╭─ SOURCE PASSAGE

2) Tranfer Warranty—this warranty was not given because consideration was not given.
8. On July 1, Anderson sold D’Aveni, a jeweler, a necklace containing imitation gems,
which Anderson fraudulently represented to be diamonds. In payment for the necklace,
D’Aveni executed and delivered to Anderson her promissory note for $25,000 dated July
1 and payable on December 1 to Anderson’s order with interest at 8 percent per annum.
The note was thereafter successively indorsed in blank and delivered by Anderson to
Bylinski, by Bylinski to Conrad, and by Conrad to Shearson, who became a holder in due
course on August 10. On November 1, D’Aveni discovered Anderson’s fraud and
immediately notified Anderson, Bylinski, Conrad, and Shearson that she would not pay
the note when it became due. Bylinski, a friend of Shearson, requested that Shearson
release him from liability on the note, and Shearson, as a favor to Bylinski and for no
other consideration, struck out Bylinski’s indorsement.

╰─
╭─ EXTRACTED ENTRIES

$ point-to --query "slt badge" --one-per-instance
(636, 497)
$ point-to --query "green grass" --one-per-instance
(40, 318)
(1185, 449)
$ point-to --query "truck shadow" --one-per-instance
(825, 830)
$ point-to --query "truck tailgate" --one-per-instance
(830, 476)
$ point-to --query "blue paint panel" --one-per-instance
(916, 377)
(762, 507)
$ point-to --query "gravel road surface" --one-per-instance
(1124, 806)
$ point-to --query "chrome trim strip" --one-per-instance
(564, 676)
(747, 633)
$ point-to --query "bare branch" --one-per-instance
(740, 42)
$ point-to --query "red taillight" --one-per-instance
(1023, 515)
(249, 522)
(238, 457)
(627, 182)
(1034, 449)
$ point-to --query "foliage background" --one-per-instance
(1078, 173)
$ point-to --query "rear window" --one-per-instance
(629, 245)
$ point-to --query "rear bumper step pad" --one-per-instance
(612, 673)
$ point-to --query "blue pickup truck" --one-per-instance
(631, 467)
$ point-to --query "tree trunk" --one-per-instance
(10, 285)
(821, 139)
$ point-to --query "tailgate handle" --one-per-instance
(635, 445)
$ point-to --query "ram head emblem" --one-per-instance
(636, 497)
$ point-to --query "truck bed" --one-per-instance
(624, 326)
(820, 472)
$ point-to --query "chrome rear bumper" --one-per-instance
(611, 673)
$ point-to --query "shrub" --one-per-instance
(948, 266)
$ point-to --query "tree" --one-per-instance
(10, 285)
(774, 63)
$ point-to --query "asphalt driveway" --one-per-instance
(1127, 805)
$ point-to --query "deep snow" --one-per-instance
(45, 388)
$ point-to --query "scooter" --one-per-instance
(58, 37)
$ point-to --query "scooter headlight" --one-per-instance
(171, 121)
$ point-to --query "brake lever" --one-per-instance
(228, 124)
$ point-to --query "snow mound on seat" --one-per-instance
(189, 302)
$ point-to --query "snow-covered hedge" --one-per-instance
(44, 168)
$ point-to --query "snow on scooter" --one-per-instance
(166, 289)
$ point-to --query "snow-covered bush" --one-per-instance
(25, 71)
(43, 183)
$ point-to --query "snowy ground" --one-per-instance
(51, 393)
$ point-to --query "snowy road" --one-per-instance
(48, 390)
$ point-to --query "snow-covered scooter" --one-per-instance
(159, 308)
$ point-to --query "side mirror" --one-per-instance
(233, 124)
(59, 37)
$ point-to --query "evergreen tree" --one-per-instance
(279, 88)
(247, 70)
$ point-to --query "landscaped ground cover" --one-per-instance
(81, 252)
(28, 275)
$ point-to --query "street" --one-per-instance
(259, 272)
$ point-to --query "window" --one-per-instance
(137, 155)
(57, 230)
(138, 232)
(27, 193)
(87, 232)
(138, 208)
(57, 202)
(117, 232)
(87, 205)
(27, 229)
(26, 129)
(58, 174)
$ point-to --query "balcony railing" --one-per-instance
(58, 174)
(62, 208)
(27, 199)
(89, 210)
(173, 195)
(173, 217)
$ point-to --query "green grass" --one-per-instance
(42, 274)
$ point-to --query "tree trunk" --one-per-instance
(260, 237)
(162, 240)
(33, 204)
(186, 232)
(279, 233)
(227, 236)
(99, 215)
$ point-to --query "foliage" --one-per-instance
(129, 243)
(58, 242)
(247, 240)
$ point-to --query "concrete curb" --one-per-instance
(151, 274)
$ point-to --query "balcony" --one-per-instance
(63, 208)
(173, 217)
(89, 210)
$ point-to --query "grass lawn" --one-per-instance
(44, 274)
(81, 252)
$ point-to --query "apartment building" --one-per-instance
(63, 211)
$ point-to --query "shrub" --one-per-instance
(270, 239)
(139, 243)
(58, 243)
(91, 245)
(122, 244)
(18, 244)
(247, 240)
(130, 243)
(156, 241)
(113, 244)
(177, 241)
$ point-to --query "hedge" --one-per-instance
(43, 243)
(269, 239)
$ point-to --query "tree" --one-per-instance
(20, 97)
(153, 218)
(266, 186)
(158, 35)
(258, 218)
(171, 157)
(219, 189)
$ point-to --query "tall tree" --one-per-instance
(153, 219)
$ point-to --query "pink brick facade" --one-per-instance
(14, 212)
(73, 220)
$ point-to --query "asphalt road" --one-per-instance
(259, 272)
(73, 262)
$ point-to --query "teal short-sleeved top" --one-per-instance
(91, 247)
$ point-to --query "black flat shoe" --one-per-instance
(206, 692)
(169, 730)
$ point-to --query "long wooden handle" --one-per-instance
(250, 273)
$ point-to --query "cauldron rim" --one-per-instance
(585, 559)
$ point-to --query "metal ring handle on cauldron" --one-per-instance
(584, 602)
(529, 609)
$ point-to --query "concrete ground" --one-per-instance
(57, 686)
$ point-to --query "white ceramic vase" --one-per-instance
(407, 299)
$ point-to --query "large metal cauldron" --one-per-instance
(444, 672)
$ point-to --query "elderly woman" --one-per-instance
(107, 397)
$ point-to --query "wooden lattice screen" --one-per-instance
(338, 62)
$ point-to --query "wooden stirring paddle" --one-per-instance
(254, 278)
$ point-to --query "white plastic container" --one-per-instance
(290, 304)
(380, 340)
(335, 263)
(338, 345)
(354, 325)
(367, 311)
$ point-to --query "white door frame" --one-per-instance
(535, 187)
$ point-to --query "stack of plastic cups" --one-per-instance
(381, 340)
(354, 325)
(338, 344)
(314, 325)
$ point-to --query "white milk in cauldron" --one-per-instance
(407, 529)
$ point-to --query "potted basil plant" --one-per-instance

╰─

- _SET TASK A_:
Using the passage about the promissory note, decide whether each statement agrees with it. Answer yes or no for each, and quote the words of the passage that settle it.
(i) D’Aveni's note was for $25,000 and carried interest at 8 percent per year.
(ii) Shearson became a holder in due course on November 1.
(iii) Shearson struck out Bylinski’s indorsement in return for a payment from Bylinski.
- _SET TASK B_: Continue the passage about the promissory note from the point where it stops.

- _RIGHT ANSWER A_:
(i) Yes: "her promissory note for $25,000" and "with interest at 8 percent per annum."
(ii) No: "who became a holder in due course on August 10."
(iii) No: "as a favor to Bylinski and for no other consideration, struck out Bylinski’s indorsement."

- _RIGHT ANSWER B_:
On November 15, Shearson, who was solvent and had no creditors, indorsed the note to the
order of Frederick, his father, and delivered it to Frederick as a gift. At the same time,
Shearson told Frederick of D’Aveni’s statement that D’Aveni would not pay the note
when it became due. Frederick presented the note to D’Aveni for payment on December
1, but D’Aveni refused to pay. Thereafter, Frederick gave due notice of dishonor to
Anderson, Bylinski, and Conrad.
What are Frederick’s rights, if any, against Anderson, Bylinski, Conrad, and D’Aveni on the
note?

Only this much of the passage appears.